■ Check your understanding
[A] Transcribe the burnout essay between "I had not slept" and "to the bathroom.", inclusive.
[B] Answer these questions from the burnout essay:
(i) What time was it when the writer felt completely exhausted?
(ii) For how long had the writer gone without sleep?
(iii) How long ago did this happen?
[C] The burnout essay says the writer "had gotten pounded by" several things. List them.

■ Extract provided
Be selfish...so that you can be selfless



I was absolutely, mind numbingly exhausted. It was 4 am. Close to the 24 hour call shift coming to an end.

It felt like I had no feelings, emotions and was completely drained. I didn't even have the energy to cry or feel sad.

I. Was. Done.

Burnt to a crisp.

I had not slept in more than 36 hours, we had gotten pounded by endless admissions, code Blue calls, irate patients....

I had grabbed a quick bite from the cafeteria....for lunch. Couldn't remember if I had eaten anything after that, when I had a glass of water or gone to the bathroom.

I had only 2 hours to catch up on sleep...if I was lucky... before waking up, brushing my teeth hurriedly and starting morning rounds.

Even though this happened more than 20 years ago during my residency training (pre work hour limitations or EMR's or PACS systems), I remember the feeling clear as can be.

And I remember thinking...this is unbelievably crazy!!!!!

Who in their right minds think this is the best way to train doctors????

Fast forward to post burnout and I see variations of this pattern persisting to this day amongst physicians.

Lack of sleep, irregular and unhealthy eating habits, stress through the roof....and waiting for "the system" (aka the FALSE knight-in-shining-armor) to do something.

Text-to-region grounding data
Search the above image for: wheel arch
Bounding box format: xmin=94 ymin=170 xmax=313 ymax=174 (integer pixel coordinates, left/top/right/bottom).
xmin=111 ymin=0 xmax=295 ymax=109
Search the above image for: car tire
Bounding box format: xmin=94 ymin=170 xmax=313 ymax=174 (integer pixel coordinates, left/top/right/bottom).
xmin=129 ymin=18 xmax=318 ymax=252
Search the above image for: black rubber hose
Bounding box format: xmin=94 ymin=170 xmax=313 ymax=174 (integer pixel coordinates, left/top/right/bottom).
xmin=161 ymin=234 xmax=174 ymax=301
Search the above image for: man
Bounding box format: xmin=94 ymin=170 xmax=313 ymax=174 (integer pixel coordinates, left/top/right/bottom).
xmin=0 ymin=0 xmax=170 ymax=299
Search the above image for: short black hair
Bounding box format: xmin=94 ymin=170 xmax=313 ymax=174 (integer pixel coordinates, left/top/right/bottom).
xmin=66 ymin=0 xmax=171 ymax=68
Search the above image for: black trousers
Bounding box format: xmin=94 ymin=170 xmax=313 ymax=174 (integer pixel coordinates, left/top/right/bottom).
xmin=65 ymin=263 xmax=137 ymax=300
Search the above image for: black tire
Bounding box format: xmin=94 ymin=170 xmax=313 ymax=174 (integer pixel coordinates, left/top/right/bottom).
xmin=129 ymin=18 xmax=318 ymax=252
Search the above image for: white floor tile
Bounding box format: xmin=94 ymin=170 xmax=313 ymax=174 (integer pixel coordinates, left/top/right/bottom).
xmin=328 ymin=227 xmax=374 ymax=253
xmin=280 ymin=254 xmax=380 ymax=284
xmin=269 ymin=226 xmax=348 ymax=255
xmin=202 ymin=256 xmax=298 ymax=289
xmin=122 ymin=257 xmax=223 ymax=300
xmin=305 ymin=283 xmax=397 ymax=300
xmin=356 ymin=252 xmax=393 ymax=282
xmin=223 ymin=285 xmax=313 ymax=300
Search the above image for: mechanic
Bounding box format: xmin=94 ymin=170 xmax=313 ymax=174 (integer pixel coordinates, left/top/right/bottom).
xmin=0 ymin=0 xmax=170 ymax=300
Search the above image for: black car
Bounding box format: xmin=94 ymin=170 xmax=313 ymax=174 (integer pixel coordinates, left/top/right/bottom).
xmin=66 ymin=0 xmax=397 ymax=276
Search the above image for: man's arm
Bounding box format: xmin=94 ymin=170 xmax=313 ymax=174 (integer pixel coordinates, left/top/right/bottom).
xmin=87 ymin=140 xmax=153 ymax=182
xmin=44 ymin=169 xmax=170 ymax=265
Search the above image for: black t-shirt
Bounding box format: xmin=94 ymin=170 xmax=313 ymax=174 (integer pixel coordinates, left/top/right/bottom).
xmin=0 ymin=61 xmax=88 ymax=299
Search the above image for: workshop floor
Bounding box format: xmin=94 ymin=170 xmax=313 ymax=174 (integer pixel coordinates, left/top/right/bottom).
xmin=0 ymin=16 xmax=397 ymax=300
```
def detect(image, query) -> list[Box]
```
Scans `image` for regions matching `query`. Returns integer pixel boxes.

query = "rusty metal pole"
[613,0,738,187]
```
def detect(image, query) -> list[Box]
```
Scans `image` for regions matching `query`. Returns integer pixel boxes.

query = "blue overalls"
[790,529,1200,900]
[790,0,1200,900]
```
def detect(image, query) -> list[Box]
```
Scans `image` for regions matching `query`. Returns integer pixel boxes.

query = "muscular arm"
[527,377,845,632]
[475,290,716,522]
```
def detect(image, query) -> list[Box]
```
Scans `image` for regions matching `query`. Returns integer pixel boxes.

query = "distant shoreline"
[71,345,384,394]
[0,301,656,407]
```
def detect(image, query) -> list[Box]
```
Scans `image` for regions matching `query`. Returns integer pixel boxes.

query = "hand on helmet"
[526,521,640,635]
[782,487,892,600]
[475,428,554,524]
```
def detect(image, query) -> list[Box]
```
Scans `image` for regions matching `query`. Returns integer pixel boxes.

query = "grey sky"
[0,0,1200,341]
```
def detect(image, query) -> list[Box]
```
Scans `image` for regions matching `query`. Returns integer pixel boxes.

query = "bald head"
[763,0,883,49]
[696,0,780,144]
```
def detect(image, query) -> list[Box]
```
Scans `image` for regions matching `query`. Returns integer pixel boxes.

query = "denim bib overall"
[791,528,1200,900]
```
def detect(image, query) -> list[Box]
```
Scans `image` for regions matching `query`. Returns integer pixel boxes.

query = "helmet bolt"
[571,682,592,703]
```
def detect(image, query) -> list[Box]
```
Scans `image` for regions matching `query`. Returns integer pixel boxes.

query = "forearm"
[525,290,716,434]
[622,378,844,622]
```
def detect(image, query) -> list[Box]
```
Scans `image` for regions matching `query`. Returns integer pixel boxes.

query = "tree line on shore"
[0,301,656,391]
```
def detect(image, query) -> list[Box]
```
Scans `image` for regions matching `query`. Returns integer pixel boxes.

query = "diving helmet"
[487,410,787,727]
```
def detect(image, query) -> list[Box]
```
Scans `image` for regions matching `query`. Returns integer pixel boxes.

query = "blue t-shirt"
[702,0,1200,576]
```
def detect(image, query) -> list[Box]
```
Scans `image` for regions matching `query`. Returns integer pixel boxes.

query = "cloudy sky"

■ Solved problems
[A]
I had not slept in more than 36 hours, we had gotten pounded by endless admissions, code Blue calls, irate patients....

I had grabbed a quick bite from the cafeteria....for lunch. Couldn't remember if I had eaten anything after that, when I had a glass of water or gone to the bathroom.

[B]
(i) 4 am
(ii) More than 36 hours
(iii) More than 20 years ago, during residency training

[C]
endless admissions
code Blue calls
irate patients